BRIEF 1 >>
Does each statement below agree with the public interest theory excerpt? Answer yes or no for each, quoting the words from the excerpt that decide it.
(a) The Auditor-General's loyalty lies with the legislature.
(b) The Auditor-General should disclose the methodology of the audit.
(c) The Public Accounts Committee should act in the interest of the political party in power.
BRIEF 2 >>
Answer these questions from the public interest theory excerpt below:
(a) In the public sector, what does the Auditor-General provide independent assurance of?
(b) What does transparency enable the public to do?
(c) What law is named as the legal framework that reforms should strengthen?
BRIEF 3 >> Which distinct works, given by author and year, does the public interest theory excerpt below cite in parentheses? List every one.

DOCUMENT EXTRACT >>
-----

The public interest theory of auditing, rooted in the professional ethics literature (Mautz and Sharaf, 1961; Flint, 1988), posits that the auditing profession exists to serve the public interest by enhancing the credibility of financial information. In the public sector, the Auditor-General serves the public interest by providing independent assurance that public funds have been used properly and effectively. The Auditor-General’s loyalty is to the public (the citizenry), not to the executive (the audited entity), and not to the legislature (though the legislature is the representative of the public). The Auditor-General should act in the public interest, even if that means criticising the executive or the legislature (Mautz and Sharaf, 1961; Flint, 1988; Sikka, 2009).

The public interest theory has important implications for the relevance and credibility of audit reports. For an audit report to serve the public interest, it must be relevant to the public’s information needs. The public needs to know whether public funds are being wasted, whether services are being delivered effectively, and whether officials are corrupt. The audit report should address these concerns. The audit report should be credible, meaning that the public trusts that the Auditor-General is independent, competent, and acting in the public interest. If the public perceives that the Auditor-General is captured by the executive (or the legislature), the audit report loses credibility, and the public interest is not served (Mautz and Sharaf, 1961; Flint, 1988; Dye, 2007).

The public interest theory also emphasises the importance of transparency. The Auditor-General should disclose not only findings but also the methodology, assumptions, and limitations of the audit. The Auditor-General should also disclose any conflicts of interest, limitations of scope, or other factors that could affect the credibility of the report. Transparency enables the public to assess the credibility of the report for themselves (Flint, 1988; Dye, 2007).

The application of public interest theory to the Nigerian context suggests that the Auditor-General must act in the public interest, even if that means resisting pressure from the executive or the legislature. The Auditor-General should publish audit reports in a timely manner, should not suppress findings, and should not compromise on independence. The Public Accounts Committee should also act in the public interest, not in the interest of the political party in power. The theory suggests that reforms should focus on strengthening the legal framework (Audit Act) to protect the Auditor-General’s independence and on strengthening the ethical framework (professional standards, codes of conduct) to guide the behaviour of auditors and legislators (Mautz and Sharaf, 1961; Flint, 1988; Dye, 2007).

-----

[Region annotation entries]
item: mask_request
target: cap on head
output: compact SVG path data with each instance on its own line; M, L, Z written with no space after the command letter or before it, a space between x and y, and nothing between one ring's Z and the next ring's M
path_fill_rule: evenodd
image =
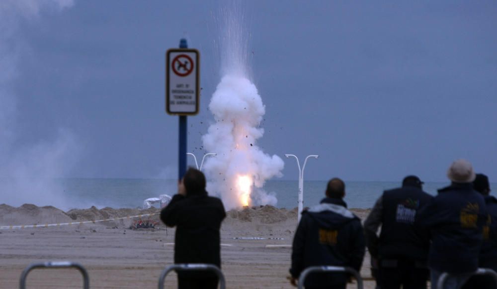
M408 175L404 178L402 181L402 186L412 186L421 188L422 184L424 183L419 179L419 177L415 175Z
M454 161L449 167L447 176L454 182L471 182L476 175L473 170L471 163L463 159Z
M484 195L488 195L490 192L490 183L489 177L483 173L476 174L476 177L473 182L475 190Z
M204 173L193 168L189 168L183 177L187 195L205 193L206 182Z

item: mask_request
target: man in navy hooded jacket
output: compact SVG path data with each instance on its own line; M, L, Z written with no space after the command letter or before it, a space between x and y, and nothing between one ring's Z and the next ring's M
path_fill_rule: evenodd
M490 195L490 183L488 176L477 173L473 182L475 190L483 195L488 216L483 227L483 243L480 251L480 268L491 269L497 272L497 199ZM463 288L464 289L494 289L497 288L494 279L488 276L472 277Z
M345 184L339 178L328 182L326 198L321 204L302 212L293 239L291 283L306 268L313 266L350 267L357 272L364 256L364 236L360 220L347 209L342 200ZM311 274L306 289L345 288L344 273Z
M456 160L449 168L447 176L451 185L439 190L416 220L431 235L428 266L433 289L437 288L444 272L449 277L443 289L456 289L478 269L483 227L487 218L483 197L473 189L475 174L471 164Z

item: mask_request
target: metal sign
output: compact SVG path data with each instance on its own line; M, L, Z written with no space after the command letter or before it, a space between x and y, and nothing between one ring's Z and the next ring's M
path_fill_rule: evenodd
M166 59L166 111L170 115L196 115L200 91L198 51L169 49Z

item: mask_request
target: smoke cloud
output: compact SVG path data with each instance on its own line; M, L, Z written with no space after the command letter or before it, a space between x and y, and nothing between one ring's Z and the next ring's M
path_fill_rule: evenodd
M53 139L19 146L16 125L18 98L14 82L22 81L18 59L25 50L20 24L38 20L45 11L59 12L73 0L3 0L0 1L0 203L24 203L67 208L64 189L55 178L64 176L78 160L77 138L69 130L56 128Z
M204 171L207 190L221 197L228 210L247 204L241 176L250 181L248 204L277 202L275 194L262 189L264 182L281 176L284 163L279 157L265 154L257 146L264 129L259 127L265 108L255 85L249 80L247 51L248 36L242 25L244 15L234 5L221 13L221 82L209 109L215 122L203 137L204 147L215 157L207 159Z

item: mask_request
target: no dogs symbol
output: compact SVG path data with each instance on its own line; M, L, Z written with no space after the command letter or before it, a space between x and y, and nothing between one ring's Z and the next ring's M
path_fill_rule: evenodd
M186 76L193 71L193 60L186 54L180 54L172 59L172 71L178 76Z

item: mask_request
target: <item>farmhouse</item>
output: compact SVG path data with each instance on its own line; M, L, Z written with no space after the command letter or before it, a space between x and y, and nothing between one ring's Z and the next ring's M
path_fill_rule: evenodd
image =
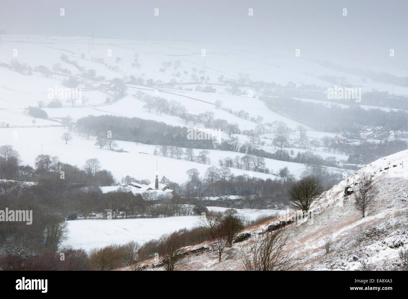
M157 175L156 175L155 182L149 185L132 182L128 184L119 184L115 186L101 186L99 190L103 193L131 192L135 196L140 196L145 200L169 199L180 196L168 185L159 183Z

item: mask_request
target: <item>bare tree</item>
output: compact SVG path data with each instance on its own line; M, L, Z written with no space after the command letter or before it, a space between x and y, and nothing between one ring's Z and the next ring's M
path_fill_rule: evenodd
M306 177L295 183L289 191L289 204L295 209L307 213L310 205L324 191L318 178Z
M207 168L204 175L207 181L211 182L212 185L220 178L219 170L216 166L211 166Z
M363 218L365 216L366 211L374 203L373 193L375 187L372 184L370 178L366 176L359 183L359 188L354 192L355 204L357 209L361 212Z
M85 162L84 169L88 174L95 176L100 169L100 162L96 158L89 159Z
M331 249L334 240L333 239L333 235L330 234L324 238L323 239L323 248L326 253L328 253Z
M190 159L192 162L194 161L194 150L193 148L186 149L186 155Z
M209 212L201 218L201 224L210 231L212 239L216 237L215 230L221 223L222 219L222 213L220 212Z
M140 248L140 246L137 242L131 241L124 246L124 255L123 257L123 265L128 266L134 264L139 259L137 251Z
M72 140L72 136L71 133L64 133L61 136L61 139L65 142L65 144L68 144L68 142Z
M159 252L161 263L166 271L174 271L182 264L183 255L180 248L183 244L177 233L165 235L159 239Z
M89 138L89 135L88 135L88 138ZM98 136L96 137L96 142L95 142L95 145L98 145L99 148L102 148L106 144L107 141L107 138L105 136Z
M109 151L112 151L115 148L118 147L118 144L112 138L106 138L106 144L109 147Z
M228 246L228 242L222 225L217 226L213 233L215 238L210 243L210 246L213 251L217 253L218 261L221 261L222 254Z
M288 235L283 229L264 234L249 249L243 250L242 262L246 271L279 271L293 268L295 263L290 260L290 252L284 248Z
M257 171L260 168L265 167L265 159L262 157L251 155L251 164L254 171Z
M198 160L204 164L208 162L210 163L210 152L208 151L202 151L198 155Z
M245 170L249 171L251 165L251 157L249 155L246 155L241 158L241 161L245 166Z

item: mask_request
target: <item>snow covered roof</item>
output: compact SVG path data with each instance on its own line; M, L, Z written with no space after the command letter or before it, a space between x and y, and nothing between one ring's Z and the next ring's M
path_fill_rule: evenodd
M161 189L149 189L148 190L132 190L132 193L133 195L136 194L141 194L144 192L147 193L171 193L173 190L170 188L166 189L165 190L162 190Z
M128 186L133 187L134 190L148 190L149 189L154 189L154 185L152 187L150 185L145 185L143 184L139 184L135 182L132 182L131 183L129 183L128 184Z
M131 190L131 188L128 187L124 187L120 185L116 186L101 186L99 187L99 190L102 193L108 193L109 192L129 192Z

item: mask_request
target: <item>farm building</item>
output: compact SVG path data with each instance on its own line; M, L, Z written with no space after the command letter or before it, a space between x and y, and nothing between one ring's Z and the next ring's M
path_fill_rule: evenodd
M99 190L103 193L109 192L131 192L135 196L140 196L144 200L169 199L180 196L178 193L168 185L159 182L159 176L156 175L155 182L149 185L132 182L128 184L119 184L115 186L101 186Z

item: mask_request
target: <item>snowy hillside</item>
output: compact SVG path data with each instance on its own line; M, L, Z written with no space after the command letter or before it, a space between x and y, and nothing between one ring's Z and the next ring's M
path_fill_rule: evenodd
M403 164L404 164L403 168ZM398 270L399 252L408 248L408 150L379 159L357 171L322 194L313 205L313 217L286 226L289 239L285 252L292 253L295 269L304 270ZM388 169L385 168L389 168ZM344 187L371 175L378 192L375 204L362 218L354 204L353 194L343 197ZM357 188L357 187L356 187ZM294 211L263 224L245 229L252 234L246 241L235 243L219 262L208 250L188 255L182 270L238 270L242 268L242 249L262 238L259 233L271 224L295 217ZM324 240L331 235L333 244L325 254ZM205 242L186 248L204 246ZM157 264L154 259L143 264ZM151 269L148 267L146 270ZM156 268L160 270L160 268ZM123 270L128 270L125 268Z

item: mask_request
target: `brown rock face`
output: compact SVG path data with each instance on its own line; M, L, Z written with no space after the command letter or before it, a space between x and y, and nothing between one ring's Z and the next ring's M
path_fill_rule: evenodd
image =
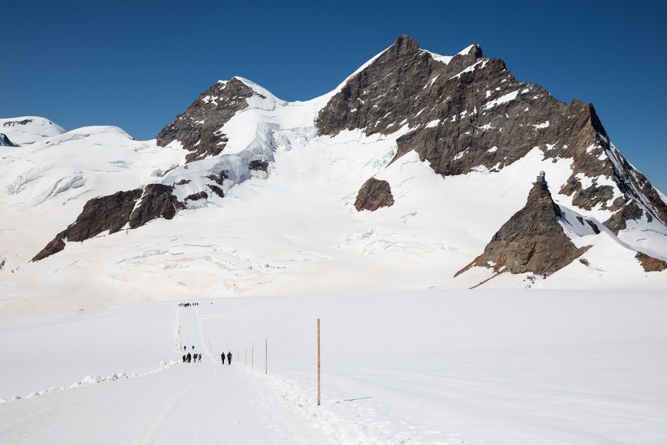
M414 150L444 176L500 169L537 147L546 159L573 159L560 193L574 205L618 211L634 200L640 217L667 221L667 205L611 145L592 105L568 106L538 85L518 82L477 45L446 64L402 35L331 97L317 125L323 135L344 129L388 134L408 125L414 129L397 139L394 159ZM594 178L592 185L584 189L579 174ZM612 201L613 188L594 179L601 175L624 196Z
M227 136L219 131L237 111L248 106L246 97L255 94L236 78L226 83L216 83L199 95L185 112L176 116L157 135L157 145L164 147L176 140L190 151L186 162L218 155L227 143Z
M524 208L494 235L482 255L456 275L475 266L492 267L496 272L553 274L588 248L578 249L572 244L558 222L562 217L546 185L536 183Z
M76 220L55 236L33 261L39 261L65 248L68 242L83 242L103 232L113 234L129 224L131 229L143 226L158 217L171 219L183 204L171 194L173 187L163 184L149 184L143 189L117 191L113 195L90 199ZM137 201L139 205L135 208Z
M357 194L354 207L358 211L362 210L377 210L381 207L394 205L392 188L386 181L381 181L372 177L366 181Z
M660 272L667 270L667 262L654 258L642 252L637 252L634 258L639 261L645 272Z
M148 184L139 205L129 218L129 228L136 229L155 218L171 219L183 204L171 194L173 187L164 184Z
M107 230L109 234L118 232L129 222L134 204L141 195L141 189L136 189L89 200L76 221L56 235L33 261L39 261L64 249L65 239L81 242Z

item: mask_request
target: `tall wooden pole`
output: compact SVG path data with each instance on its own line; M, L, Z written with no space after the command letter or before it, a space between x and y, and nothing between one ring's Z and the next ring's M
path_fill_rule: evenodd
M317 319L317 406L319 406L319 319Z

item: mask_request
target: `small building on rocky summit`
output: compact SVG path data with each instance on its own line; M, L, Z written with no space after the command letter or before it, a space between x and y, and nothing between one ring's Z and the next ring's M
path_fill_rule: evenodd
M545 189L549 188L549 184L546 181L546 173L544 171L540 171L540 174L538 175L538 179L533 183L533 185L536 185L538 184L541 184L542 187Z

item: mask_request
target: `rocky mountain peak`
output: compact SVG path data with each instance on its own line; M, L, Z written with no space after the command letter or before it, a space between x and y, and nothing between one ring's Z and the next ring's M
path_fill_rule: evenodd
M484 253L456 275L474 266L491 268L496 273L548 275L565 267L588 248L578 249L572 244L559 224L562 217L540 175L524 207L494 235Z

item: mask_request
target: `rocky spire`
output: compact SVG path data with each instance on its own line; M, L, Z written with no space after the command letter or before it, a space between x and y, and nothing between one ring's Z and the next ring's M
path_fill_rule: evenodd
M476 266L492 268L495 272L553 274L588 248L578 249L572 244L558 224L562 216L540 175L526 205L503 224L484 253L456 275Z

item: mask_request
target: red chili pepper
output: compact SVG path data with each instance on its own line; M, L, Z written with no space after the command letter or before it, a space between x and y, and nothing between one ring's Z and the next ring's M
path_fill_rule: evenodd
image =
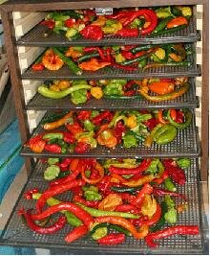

-----

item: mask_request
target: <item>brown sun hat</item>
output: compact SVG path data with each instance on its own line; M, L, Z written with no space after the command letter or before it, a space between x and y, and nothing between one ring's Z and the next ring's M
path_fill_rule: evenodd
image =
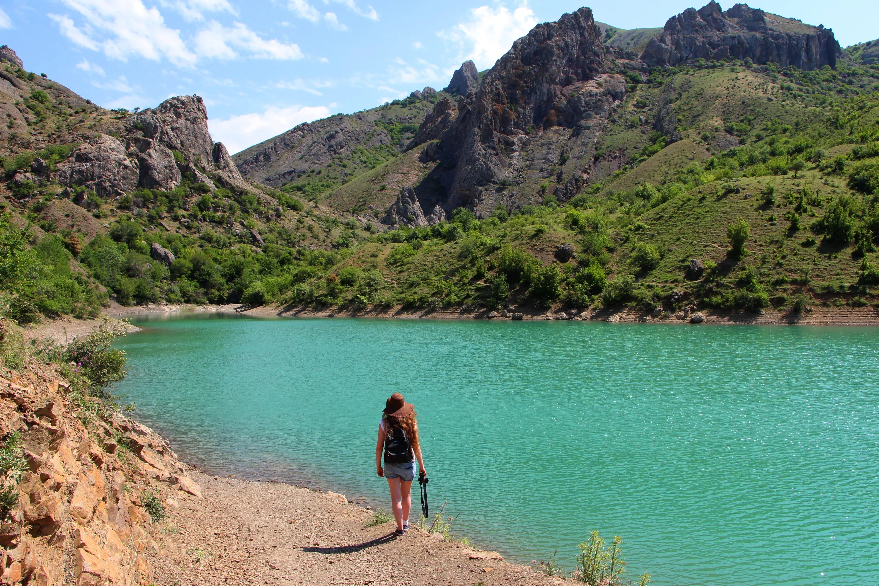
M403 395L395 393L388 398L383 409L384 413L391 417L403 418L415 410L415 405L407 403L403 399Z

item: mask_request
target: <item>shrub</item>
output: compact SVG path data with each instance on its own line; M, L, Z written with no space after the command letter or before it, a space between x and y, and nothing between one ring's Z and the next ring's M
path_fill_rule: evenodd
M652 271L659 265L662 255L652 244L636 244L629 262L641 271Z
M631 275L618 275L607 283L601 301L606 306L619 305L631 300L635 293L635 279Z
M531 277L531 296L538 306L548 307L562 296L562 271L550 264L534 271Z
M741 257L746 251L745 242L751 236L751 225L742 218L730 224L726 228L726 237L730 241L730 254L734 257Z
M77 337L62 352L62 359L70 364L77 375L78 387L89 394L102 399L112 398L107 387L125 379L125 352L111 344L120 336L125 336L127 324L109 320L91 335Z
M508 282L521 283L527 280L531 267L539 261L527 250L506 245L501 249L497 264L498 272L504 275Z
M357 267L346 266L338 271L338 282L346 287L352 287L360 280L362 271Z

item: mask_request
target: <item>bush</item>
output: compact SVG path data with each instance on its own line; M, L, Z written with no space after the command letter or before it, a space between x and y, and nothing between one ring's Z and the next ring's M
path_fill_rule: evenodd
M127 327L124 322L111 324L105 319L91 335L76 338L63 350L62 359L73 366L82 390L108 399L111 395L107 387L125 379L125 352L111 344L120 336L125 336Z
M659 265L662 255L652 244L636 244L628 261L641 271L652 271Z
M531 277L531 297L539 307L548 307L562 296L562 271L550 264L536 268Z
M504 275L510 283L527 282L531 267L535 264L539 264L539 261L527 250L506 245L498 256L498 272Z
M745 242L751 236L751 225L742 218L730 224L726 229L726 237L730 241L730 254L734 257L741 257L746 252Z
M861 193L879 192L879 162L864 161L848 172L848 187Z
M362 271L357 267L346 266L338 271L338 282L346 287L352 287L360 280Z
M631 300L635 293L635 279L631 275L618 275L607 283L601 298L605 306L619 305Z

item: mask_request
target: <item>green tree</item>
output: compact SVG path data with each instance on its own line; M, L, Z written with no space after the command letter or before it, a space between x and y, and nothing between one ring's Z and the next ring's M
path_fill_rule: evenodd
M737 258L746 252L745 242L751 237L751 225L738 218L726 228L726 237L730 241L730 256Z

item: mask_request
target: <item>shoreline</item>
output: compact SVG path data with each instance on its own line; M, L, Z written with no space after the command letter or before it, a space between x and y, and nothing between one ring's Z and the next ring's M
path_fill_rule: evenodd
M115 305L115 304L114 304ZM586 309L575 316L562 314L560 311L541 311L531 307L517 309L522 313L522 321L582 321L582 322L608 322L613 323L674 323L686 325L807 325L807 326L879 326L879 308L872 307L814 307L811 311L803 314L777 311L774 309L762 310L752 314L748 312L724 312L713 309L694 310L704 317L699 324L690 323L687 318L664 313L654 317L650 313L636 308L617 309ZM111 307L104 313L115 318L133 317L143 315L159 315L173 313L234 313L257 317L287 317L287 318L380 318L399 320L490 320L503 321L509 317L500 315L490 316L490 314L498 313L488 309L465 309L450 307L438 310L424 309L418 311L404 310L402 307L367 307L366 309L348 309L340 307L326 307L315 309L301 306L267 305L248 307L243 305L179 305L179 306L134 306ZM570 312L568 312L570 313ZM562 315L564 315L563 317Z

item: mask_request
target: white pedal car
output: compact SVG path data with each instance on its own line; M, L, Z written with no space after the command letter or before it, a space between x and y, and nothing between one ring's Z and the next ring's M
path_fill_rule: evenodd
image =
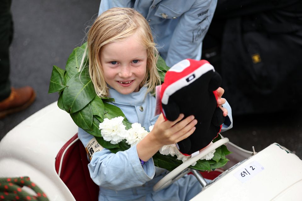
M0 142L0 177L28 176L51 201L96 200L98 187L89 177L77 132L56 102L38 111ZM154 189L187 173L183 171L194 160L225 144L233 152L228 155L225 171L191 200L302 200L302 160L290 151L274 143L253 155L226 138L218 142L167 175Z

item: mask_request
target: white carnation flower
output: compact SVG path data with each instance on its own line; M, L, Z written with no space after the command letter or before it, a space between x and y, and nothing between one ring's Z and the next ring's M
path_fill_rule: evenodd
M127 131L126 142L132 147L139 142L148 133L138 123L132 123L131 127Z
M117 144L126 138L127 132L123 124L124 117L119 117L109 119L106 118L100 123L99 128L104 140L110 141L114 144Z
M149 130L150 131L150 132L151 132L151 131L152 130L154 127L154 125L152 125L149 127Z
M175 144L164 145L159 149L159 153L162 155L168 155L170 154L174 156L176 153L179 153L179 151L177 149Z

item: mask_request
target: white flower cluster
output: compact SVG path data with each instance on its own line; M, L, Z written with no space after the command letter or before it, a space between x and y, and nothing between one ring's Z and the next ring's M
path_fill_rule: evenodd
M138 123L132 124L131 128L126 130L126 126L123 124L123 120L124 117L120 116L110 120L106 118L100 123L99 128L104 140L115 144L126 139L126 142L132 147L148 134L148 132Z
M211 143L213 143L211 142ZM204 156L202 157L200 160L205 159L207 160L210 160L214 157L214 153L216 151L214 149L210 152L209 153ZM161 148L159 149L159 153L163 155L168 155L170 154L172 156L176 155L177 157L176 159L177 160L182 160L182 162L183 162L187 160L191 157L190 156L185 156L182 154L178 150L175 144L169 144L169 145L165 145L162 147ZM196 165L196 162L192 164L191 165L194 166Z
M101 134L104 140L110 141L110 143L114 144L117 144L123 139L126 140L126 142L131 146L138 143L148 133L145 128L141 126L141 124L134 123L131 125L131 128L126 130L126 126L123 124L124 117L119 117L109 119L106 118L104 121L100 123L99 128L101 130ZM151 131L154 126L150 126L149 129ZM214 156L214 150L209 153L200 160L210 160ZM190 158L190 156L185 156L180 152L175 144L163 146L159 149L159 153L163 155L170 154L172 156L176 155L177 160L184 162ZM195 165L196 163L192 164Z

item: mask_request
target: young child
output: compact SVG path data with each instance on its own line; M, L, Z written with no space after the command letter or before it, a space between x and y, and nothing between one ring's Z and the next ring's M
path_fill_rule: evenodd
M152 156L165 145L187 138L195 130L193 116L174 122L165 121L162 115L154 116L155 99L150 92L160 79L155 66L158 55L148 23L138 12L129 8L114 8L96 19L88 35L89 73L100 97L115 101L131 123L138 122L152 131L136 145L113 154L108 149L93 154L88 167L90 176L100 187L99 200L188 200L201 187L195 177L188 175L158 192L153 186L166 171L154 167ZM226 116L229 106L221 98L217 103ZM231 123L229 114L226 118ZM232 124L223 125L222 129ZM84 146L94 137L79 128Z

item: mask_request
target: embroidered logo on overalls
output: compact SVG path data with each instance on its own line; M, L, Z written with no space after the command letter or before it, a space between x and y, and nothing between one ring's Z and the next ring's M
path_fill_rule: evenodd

-----

EXERCISE SOLUTION 1 >>
(a) No: "The Auditor-General’s loyalty is to the public (the citizenry), not to the executive (the audited entity), and not to the legislature"
(b) Yes: "The Auditor-General should disclose not only findings but also the methodology, assumptions, and limitations of the audit."
(c) No: "The Public Accounts Committee should also act in the public interest, not in the interest of the political party in power."

EXERCISE SOLUTION 2 >>
(a) That public funds have been used properly and effectively.
(b) Assess the credibility of the report for themselves.
(c) The Audit Act.

EXERCISE SOLUTION 3 >>
Mautz and Sharaf, 1961
Flint, 1988
Sikka, 2009
Dye, 2007